Print each entry as it appears. Images stay out of the copy.

▶ [SUPPLIED MATERIAL]:

- - -

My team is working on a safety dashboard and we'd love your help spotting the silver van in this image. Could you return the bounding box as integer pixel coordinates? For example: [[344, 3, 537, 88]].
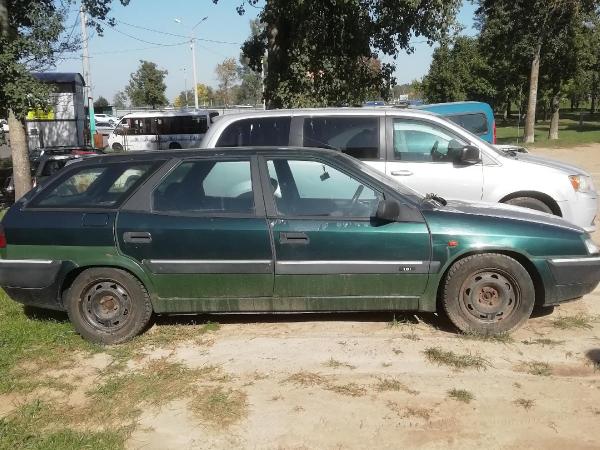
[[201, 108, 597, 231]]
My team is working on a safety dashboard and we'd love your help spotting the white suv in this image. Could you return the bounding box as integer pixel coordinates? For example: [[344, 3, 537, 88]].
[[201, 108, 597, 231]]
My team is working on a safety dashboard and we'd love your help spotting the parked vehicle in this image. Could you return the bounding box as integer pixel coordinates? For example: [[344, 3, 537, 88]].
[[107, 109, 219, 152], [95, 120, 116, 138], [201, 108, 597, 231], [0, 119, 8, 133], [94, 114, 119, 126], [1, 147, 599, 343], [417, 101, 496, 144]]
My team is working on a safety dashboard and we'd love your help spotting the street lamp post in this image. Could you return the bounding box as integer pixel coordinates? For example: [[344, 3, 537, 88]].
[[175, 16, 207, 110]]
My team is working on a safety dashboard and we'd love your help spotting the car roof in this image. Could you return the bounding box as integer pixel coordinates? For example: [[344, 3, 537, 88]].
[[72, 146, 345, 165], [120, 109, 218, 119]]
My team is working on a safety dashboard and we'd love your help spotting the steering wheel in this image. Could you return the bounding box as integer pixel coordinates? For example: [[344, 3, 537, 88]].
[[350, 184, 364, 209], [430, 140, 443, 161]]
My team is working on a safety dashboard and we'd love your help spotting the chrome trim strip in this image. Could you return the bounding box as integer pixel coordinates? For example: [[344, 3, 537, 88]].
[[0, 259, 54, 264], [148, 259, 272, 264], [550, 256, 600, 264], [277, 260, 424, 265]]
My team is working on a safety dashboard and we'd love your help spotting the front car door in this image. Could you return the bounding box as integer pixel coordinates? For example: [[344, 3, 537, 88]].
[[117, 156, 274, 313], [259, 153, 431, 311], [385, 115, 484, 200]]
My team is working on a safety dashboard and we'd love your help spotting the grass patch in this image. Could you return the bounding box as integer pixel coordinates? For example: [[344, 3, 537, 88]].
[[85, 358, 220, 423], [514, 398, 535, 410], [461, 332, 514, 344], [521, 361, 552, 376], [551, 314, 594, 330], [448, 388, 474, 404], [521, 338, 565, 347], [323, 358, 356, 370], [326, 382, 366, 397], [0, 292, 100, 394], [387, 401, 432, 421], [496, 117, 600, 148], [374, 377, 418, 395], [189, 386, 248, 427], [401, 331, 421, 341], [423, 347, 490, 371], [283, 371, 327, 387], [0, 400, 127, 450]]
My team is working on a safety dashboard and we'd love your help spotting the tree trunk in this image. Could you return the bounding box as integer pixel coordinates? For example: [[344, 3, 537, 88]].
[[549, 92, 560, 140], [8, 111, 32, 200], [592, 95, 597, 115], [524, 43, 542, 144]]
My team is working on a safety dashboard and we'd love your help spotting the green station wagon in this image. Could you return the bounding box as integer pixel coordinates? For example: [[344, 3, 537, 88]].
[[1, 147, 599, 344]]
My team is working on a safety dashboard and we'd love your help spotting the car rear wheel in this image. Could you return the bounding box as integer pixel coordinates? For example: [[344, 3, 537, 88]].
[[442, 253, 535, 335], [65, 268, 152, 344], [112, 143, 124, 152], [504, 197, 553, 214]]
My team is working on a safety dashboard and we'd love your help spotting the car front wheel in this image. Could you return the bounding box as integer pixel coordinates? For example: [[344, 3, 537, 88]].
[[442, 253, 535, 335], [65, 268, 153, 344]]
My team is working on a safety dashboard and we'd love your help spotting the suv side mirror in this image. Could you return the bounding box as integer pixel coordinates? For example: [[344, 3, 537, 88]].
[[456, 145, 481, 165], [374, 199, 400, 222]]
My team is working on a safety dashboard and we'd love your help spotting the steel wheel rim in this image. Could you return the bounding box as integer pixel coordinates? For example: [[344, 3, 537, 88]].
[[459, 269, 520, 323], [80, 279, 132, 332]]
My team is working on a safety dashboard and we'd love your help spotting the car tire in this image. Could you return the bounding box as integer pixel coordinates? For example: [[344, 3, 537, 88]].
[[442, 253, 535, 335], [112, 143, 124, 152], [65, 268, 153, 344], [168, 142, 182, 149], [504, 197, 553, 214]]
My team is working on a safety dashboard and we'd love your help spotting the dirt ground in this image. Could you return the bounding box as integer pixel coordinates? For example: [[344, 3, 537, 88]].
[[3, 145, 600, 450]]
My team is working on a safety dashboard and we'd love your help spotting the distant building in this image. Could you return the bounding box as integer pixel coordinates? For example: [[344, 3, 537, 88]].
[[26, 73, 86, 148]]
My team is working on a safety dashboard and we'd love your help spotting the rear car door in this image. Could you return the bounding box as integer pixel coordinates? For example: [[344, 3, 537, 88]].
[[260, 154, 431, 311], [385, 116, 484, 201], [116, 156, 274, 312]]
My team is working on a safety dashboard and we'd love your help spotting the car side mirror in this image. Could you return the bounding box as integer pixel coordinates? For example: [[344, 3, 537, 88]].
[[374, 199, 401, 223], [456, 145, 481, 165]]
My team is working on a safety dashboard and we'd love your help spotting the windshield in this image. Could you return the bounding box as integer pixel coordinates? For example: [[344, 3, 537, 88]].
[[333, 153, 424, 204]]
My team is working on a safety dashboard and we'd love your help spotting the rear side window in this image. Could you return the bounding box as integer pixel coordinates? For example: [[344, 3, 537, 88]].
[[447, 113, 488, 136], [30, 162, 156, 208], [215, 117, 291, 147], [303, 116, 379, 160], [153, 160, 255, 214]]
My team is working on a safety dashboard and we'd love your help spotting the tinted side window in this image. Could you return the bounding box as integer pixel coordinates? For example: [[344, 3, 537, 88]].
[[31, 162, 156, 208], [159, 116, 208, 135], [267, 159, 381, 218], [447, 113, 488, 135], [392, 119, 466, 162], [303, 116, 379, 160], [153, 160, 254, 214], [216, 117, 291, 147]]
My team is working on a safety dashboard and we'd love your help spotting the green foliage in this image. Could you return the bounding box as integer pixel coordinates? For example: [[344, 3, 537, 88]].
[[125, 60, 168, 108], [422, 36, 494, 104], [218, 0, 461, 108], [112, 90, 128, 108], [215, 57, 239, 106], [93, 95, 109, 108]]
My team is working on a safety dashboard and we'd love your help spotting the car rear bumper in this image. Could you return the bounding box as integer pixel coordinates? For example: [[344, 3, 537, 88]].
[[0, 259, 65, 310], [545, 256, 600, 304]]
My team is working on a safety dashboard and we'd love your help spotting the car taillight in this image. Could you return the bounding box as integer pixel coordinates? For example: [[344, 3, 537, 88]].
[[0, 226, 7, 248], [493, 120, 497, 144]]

- - -

▶ [SOLUTION TO THE PROBLEM]:
My team is working on a safety dashboard and we'd love your help spotting the silver van in this image. Could you return the bounding box as integer pixel coordinates? For example: [[344, 3, 537, 88]].
[[201, 108, 597, 231]]
My team is working on a safety dashboard and we'd love your help spotting the white suv in this image. Could you return the bounding box as integer pixel coordinates? For example: [[344, 3, 537, 88]].
[[201, 108, 597, 231]]
My team is working on a safety dashboard and we'd love your help spotting the parked vehicle in this image. Could you return the bounding box as integer pixel coordinates? For example: [[344, 3, 537, 88]].
[[107, 109, 219, 152], [95, 120, 116, 138], [201, 108, 597, 231], [0, 119, 8, 133], [94, 114, 119, 126], [1, 147, 599, 343], [417, 101, 496, 144]]
My team is working on a safety dashboard and we'd love your help spotting the street lamp post in this image. Could you return the bounding box as integer pixel coordinates? For example: [[344, 3, 537, 88]].
[[175, 16, 207, 110]]
My team is working on a safety dashboard and we'd love your help spotting the car roof in this image. Could you return the bounding box as integer pixel coordinates? For example: [[344, 3, 537, 88]].
[[72, 146, 345, 165], [120, 109, 218, 119]]
My team is working on a safety dashboard and we'd love your help spotting the steering wheel in this image. Could you return the bounding box as integer pixel coordinates? For example: [[344, 3, 537, 88]].
[[350, 184, 364, 209], [430, 140, 443, 161]]
My team is working on a safety dashboard and we'd love your help spotting the chrome trim strip in this image. Could you return the bounding box as integer pixel coordinates? For example: [[344, 3, 537, 88]].
[[0, 259, 54, 264], [148, 259, 272, 264], [550, 256, 600, 264], [277, 260, 424, 265]]
My team is working on a safety dashboard and we'd love your help spotting the front car door in this image. Could you return the bounding box as integer pixel coordinates? For example: [[344, 3, 537, 88]].
[[117, 156, 274, 313], [259, 153, 431, 311], [385, 115, 484, 200]]
My team is working on a safety dashboard and we'd love your help spotting the grass patch in this image. Could you return the bounding box as integer pixel coordinates? For example: [[344, 3, 537, 88]].
[[85, 358, 220, 423], [514, 398, 535, 410], [461, 332, 514, 344], [521, 361, 552, 376], [551, 314, 594, 330], [448, 388, 474, 404], [521, 338, 565, 347], [323, 358, 356, 370], [326, 382, 366, 397], [0, 292, 100, 394], [387, 401, 432, 421], [496, 117, 600, 148], [374, 377, 418, 395], [189, 386, 248, 427], [401, 331, 421, 341], [423, 347, 490, 371], [283, 371, 327, 387], [0, 400, 127, 450]]
My team is working on a safety dashboard and we'd love your help spotting the tree trunk in this image. Could you return the bounding box as integer pixel coordinates? For example: [[344, 3, 537, 88]].
[[549, 92, 560, 140], [8, 111, 32, 200], [592, 95, 597, 115], [524, 43, 542, 144]]
My team is working on a safety dashboard and we'd love your help spotting the green station wagon in this image. Could you return the bounding box as integer pixel coordinates? For example: [[344, 3, 537, 88]].
[[1, 147, 599, 344]]
My team is working on a safety dashboard and we'd love your help spotting the car rear wheel in this image. Could you return the bounding box as integer pixel coordinates? For example: [[344, 3, 537, 88]].
[[442, 253, 535, 335], [65, 268, 152, 344], [112, 143, 124, 152], [504, 197, 553, 214]]
My team is working on a safety dashboard and we'd love your help spotting the car front wheel in this image. Could you return the bounding box as integer pixel coordinates? For example: [[344, 3, 537, 88]].
[[442, 253, 535, 335], [65, 268, 153, 344]]
My team is working on a safety dashboard and we'd love your help spotting the suv side mirror in this image. Could you return the bounding box as integer pixel coordinates? For example: [[344, 3, 537, 88]].
[[456, 145, 481, 165], [374, 199, 400, 222]]
My team is working on a safety dashboard and we'd love your help spotting the steel wheel rim in this image. Could you return the bounding box as integer pixel coordinates? For example: [[344, 3, 537, 88]].
[[459, 269, 520, 323], [80, 279, 132, 332]]
My team is working on a safety dashboard and we'd love your help spotting the car tire in this image. Could you return the bounding box as integer pixel coordinates? For example: [[344, 3, 537, 88]].
[[442, 253, 535, 335], [112, 143, 124, 152], [65, 268, 153, 344], [168, 142, 182, 149], [504, 197, 553, 214]]
My team is working on a safety dashboard and we'd love your help spotting the dirt ground in this image. Could you return the bounding box as integer pixel coordinates? For example: [[344, 3, 537, 88]].
[[3, 145, 600, 450]]
My team is working on a safety dashboard and we'd love your help spotting the distant building in this image. Could you return the bounding box as integer pixel coordinates? For example: [[344, 3, 537, 88]].
[[26, 73, 86, 148]]
My team is working on a safety dashboard and we'd love your help spotting the rear car door in this image. Could you return the bounding box as integer pixel coordinates? For example: [[344, 3, 537, 88]].
[[260, 154, 431, 311], [385, 116, 484, 201], [116, 156, 274, 312]]
My team is working on a safety dashboard and we'd love your help spotting the car side mirror in this image. Could you return the bounding box as integer pixel coordinates? For example: [[344, 3, 537, 88]].
[[374, 199, 401, 223], [456, 145, 481, 165]]
My team is working on a safety dashboard and we'd love your help spotting the windshield in this image. Could you return the bounding box as integer pixel coordinates? For example: [[344, 3, 537, 88]].
[[333, 153, 424, 204]]
My team is working on a safety dashboard and we'd love your help spotting the rear side window in this image. Could you return the bounding box as integer pixel coordinates? For example: [[344, 3, 537, 88]].
[[447, 113, 488, 136], [30, 162, 156, 208], [215, 117, 291, 147], [303, 116, 379, 160], [153, 160, 255, 214]]
My team is working on a safety dashboard and we'd love your help spotting the tinted side window in this image. Could you return the bounding box as integer pixel coordinates? For example: [[344, 3, 537, 88]].
[[31, 162, 156, 208], [159, 116, 208, 135], [267, 159, 381, 218], [447, 113, 488, 135], [392, 119, 466, 162], [303, 116, 379, 160], [153, 160, 254, 214], [216, 117, 291, 147]]
My team is working on a safety dashboard and we'd love your help spotting the green foliage in this image. Could you return the bounding box as integer pixel coordinates? For example: [[344, 3, 537, 88]].
[[125, 60, 168, 108], [422, 36, 494, 104], [218, 0, 461, 108], [112, 90, 128, 108], [215, 57, 239, 106], [93, 95, 109, 108]]
My team is working on a safety dashboard and we'd love your help spotting the car rear bumper in this image. Could you return the bounding box as integer pixel coordinates? For example: [[344, 3, 537, 88]].
[[0, 259, 65, 310], [545, 256, 600, 304]]
My team is working on a safety dashboard and we'd love your help spotting the car taillight in this image. Could you return the bounding box as integer pixel coordinates? For example: [[344, 3, 537, 88]].
[[0, 226, 7, 248], [493, 120, 497, 144]]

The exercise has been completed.